**What is required**
Whenever the string "people" turns up in a line below, that line should be copied.

:: The data

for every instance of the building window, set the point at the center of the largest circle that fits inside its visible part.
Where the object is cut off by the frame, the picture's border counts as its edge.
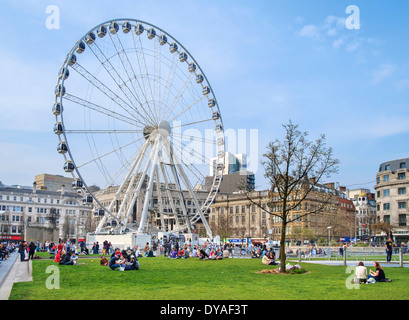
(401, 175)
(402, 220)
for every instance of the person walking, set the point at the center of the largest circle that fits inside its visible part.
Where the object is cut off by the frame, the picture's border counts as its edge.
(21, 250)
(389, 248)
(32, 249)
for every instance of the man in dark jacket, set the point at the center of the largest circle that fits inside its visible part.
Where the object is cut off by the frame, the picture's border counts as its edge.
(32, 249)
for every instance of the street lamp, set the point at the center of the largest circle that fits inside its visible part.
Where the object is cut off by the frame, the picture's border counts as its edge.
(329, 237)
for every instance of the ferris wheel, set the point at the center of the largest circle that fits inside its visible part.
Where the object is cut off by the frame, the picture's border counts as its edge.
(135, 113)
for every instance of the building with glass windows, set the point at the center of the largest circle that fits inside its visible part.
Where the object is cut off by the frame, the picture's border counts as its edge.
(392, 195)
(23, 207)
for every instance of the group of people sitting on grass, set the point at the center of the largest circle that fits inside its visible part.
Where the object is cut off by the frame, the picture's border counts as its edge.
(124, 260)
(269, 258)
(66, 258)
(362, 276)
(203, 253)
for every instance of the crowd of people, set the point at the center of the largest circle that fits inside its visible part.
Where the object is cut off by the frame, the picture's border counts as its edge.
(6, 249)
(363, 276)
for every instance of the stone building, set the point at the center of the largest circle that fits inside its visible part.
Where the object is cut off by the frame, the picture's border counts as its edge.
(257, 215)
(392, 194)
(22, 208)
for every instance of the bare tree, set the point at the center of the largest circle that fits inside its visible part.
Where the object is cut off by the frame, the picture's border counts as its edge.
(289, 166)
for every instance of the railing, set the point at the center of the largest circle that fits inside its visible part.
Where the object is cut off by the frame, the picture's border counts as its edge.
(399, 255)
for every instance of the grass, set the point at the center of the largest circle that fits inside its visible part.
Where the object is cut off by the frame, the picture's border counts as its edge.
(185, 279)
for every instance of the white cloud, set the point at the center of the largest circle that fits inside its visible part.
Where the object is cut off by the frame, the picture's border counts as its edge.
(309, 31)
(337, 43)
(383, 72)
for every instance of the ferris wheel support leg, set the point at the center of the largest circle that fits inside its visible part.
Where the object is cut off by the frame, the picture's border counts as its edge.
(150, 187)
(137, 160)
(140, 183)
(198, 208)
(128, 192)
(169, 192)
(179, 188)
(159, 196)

::::
:: The data

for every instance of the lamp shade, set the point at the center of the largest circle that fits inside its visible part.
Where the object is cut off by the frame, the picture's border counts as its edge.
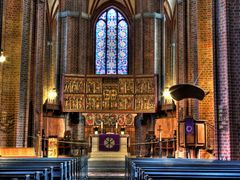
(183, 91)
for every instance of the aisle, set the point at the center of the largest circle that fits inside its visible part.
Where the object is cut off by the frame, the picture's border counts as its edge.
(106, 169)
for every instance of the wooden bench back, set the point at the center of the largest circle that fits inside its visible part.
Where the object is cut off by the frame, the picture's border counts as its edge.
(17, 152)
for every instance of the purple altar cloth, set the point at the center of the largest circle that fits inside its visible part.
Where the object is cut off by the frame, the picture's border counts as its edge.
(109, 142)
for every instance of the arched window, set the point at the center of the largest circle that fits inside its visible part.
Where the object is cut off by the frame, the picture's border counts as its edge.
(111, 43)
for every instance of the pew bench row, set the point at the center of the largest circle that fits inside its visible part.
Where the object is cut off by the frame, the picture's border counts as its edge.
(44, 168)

::::

**Finished exercise**
for every instance of the group of people sitting on grass, set the point at the center of the largest circle that fits inside its visible part.
for every instance of the crowd of people, set the point at the center of the largest circle that fits inside its visible part.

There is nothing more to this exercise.